§ **Work to complete**
Repeat the entries that follow verbatim, without any of their pictures.
>> start
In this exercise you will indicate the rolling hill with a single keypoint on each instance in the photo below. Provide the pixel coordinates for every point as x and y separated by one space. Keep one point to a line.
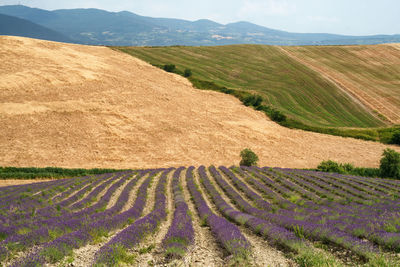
284 82
80 106
371 74
20 27
99 27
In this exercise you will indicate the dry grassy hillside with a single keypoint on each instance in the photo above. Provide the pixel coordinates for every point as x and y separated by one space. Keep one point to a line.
81 106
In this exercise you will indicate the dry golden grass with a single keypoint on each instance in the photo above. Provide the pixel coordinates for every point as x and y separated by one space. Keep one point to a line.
80 106
371 74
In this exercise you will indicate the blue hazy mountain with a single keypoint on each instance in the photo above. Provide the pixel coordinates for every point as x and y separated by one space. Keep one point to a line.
99 27
10 25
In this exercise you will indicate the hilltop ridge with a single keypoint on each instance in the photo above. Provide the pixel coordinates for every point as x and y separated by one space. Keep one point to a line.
100 27
80 106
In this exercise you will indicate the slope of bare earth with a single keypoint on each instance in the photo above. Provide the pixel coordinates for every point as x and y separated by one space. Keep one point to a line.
81 106
371 73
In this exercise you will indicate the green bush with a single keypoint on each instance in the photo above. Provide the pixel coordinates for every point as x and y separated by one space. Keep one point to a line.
395 138
330 166
187 73
249 158
390 164
252 100
169 67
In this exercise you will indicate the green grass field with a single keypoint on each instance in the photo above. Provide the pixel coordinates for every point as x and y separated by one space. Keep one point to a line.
299 92
371 72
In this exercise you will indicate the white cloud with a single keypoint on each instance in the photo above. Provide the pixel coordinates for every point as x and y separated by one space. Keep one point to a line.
268 7
323 19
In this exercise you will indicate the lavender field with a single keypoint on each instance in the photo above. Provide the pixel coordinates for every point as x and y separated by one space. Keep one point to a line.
238 216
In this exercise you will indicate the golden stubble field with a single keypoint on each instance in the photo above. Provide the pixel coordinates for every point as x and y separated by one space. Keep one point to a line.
82 106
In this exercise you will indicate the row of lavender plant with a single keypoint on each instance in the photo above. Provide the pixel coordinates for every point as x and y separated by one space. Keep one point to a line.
57 226
136 232
266 191
328 186
227 234
17 205
308 229
52 214
7 196
258 200
252 217
101 224
365 222
352 221
10 226
288 184
180 234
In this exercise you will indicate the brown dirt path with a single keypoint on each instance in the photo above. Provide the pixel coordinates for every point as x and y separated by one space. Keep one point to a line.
261 252
155 256
70 105
21 182
205 251
84 256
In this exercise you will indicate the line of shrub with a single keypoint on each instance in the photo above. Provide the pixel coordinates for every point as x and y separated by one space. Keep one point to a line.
388 135
48 172
389 167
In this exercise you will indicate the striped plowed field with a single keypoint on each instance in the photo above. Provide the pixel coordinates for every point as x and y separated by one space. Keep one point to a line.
370 74
202 217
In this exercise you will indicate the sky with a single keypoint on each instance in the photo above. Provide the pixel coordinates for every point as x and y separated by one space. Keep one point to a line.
350 17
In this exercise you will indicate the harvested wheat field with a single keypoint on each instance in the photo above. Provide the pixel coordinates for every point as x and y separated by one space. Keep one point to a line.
82 106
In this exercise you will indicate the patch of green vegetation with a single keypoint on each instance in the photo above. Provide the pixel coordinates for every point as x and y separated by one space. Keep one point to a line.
308 258
48 172
389 167
282 82
54 255
147 249
117 257
267 79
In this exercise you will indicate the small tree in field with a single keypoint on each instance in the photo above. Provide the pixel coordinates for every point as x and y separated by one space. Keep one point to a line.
249 158
187 73
396 138
390 164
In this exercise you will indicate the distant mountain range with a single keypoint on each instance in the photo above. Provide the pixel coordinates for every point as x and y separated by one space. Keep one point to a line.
20 27
99 27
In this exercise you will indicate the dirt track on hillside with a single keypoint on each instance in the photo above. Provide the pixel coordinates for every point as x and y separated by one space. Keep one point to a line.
81 106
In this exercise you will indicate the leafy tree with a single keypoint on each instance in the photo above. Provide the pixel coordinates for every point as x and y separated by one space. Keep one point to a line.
169 67
249 158
390 164
187 73
395 138
253 100
330 166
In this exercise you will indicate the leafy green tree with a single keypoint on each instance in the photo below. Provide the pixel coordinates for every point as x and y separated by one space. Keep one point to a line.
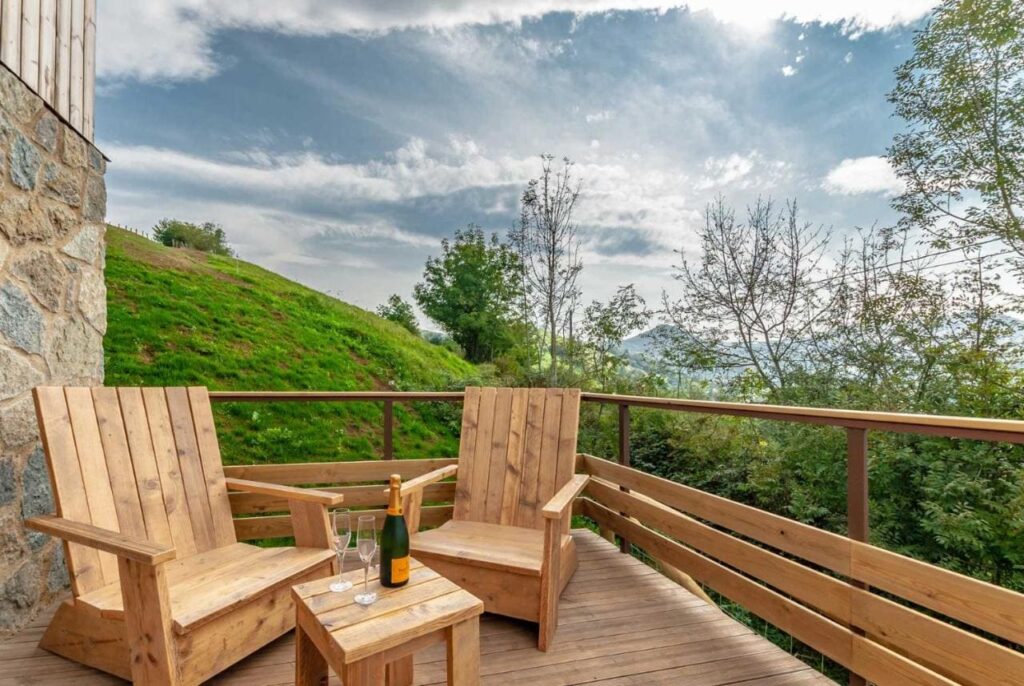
208 237
471 290
399 311
962 94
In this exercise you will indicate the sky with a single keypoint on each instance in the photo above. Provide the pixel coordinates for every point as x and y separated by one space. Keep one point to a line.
338 142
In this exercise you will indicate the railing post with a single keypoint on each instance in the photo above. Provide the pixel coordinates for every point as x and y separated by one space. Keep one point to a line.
856 501
388 429
624 457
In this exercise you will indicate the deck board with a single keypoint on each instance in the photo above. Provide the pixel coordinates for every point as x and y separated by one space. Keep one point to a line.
622 624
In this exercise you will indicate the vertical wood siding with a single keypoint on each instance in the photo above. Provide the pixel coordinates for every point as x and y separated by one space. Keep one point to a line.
51 46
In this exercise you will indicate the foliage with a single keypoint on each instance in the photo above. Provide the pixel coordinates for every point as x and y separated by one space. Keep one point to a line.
184 318
471 291
962 95
399 311
207 238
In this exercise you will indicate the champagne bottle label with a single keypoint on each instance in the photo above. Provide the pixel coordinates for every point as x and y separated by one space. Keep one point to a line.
399 570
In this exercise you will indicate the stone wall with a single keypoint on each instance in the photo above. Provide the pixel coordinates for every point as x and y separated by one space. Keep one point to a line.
52 318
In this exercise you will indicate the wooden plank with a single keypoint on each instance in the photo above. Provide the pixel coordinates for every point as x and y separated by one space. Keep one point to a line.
69 486
94 475
213 471
172 487
77 62
546 485
499 457
513 464
143 461
526 510
89 71
10 35
47 48
567 436
856 652
190 466
29 69
481 455
944 648
119 464
337 472
467 448
61 73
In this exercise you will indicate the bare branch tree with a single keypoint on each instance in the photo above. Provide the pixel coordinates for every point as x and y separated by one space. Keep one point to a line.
547 242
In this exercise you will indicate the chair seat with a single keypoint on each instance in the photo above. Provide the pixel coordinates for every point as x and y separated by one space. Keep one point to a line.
511 549
208 585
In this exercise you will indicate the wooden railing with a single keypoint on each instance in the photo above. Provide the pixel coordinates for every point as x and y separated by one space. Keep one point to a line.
836 611
809 583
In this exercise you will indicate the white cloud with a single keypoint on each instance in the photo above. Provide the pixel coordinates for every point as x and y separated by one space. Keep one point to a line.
173 39
863 175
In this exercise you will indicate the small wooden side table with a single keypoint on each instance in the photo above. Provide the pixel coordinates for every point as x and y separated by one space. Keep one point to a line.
370 646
>> end
§ **Task solution**
In this exercise you will indicate the rolling hill with a single keypoint on each instance in the photo below. Provide the pixel coordinates for every point as x and y separated by one space. Keep one point to a line.
284 82
80 106
371 74
20 27
99 27
In this exercise you will indicate the dry grassy hillside with a single keypoint on each instance in the photo above. Provide the pixel coordinates for every point as x and y separated by one space. Keep one point to a line.
81 106
In this exercise you will indicate the dry golden grass with a single keypoint on each instance in the photo above. Provide the pixel coordinates for every point as x and y separated by one space. Keep one point to a line.
80 106
371 74
In this exercise you will indicate the blue hazy mountain with a single keypoint on each instance in the photo above. Provide the pixel coordinates for every point as x and y separated by one space. Keep one point to a line.
99 27
10 25
In this exercise you will indicate the hilltop ridge with a single keypoint on each instance in the photo above. Provide the pixel coordinates for every point as x and y separated by one space. Keep one point to a line.
100 27
80 106
In this exercise you will indicate the slope of bare earth with a single keypoint on each instance in the photo above. Provide the pixel coordinates for every point as x and y separated by one space. Keep one point to a line.
81 106
371 73
In this exercise you will indicate the green bush with a single keypoint on each instance in the photo above. Provide the pixel coordinates for every point as x and y separated by one space. Keep one point to a line.
395 138
330 166
187 73
249 158
390 164
252 100
169 67
In this exercise you will indicate the green grass field with a single keypoint on each instance in the photo above. Provide the pixel coordinates for every point as x and y separated by one space. Keep one point to a line.
299 92
371 72
In this exercise you will indicate the white cloud with a single keypoint on each instance in the photo above. Provide the pixel coordinates for every point as x and y separated by one space. Keep one point to a line.
268 7
323 19
In this exercise you will indicate the lavender field with a single keypoint on each instance in the photo above. Provide the pixel coordinates for every point as x and y separated by one space. Keep one point to a line.
238 216
In this exercise you will indicate the golden stubble field with a single keypoint on each instance in the photo above. Provide the pixel coordinates for every point as x and y separated by one space. Keep one point to a line.
82 106
In this exercise you will indicate the row of lavender plant with a single keypoint on each instance in the photo above. Provide the pixel coordinates for every point as x and y separated by one space. Keep one point to a line.
57 226
136 232
266 191
328 186
227 234
17 205
308 229
52 214
7 196
258 200
252 217
101 224
365 222
352 221
10 226
288 184
180 234
In this exercise you will indicate the brown dirt path with a single keypoint on each instance in the photo above. Provide the pixel coordinates for every point as x and y separated by one space. Keep one point to a line.
261 252
155 256
70 105
21 182
205 251
84 256
In this exercise you will indicate the line of shrub with a single keypoint on each instance in the photo above. Provide the pixel coordinates for every point as x and y separated by one space. Keep one point to a line.
388 135
48 172
389 167
In this exercise you will indicate the striped plowed field with a single keypoint on each instance in the photo above. Provide the pixel coordinates for every point as x and y separated by one space. Keep one point to a line.
370 74
202 217
In this exercise you will indicate the sky with a single keypoint on each instance in the photo above. Provide the pixel coordinates for every point as x and y separated by one space. Keep one point to a line.
350 17
In this exercise you will indicate the harvested wheat field with a single keypoint on each instance in the photo above. Provide the pixel coordinates for every point as x and y separated by one space. Keep one point to a line.
82 106
In this exercise you will indicate the patch of green vegetation with a single keypoint on each instance in the photo above. Provide the pixel coordinates for every point as x and y separated by one space. Keep one point to a line.
308 258
48 172
389 167
282 82
54 255
147 249
117 257
267 79
In this exercise you will indicate the small tree in field with a single keypoint on each instance in the photo above. Provide the pixel coordinates for every point as x and y separated by one space. Keep one point to a line.
249 158
187 73
396 138
390 164
In this exercise you will indicate the distant mountain range with a single keypoint on each instance in the photo above. Provide the pixel coordinates for every point as x and y separated by one space. Keep one point to a line.
20 27
99 27
In this exercise you will indicate the dirt track on hillside with a single keypoint on each instance in the photo above. Provide the pixel coordinates for every point as x and y separated by one space. Keep one point to a line.
81 106
In this exercise you will indicate the leafy tree with a single keypoint on each instance in the photo above. Provide the pixel coordinates for every point as x and y separated by one space. Keep one point to a line.
169 67
249 158
390 164
187 73
395 138
253 100
330 166
In this exercise you will indicate the leafy green tree with a single keypoint on each instance in the photo below. Provide the pixel coordinates for every point as x and y separated by one space. Keep one point to a line.
208 237
471 290
399 311
962 94
In this exercise you will indicate the sky with a single keypoint on each instance in the photo above. Provide the pixel coordinates for every point as x and y separated by one space. Keep one point to a line.
338 142
In this exercise you will indicate the railing post with a single keypoint on each instance in the photo above. Provide the pixel coordinates for every point as x and y separated by one space. Keep one point to a line.
856 501
388 429
624 457
In this exercise you will indicate the deck board with a single keypoint on each instance in the photo above. Provide the pixel coordinates for every point as x and y separated by one space. Keep one point to a line.
622 624
In this exercise you will indicate the vertical wood siding with a single keypoint on each instance in the photo above. Provide the pixel coordinates for every point as x and y separated by one space. Keep one point to a line.
51 46
In this exercise you will indicate the foliage with a single keypoint on each instance in the photo above. Provide the pixel coordinates for every point as x and y separated by one space. Keep one point to a line.
184 318
471 291
962 95
399 311
207 238
In this exercise you will indicate the champagne bottle label with a single keypoint on each instance in the photo above. Provide the pixel coordinates for every point as x and y separated by one space. Keep one point to a line.
399 570
In this exercise you will indicate the stone wall with a single keypoint on each instance in the photo above. Provide the pixel coordinates for every point as x and y separated by one space. Keep one point to a line.
52 318
In this exercise you will indicate the wooden plank with a single keypoint on each instance in the photo above. Provide the pixel coordinates for every point as x and y separated by one space. Keep one point to a line.
69 486
94 475
213 471
172 487
77 62
546 485
499 457
513 464
143 461
526 510
89 71
10 35
47 48
567 436
856 652
190 466
29 69
481 455
944 648
119 464
337 472
467 448
61 73
In this exercise you will indicate the bare branch tree with a single keypoint on each instance in the photo above. Provide the pixel coordinates for every point as x and y separated by one space. Keep one point to a line.
547 242
In this exercise you will indicate the chair seat with a single keypoint on each instance in the photo above. Provide the pixel coordinates for every point as x and y separated by one space. Keep one point to a line.
511 549
208 585
In this exercise you will indicate the wooden railing with a single keypoint on each instance in the photo above. Provide the pixel coordinates for every point as x and y separated by one space. Keep one point to a line.
836 611
809 583
In this exercise you will indicate the white cloud with a single keypoint on each instance in the photo above. Provide the pixel coordinates for every point as x and y separated by one space. Keep one point to a line.
173 39
863 175
In this exercise you will indicate the small wooden side table with a single keypoint on each instance in the photo above. Provide the pixel coordinates for every point as x and y separated by one space. Keep one point to a line.
370 646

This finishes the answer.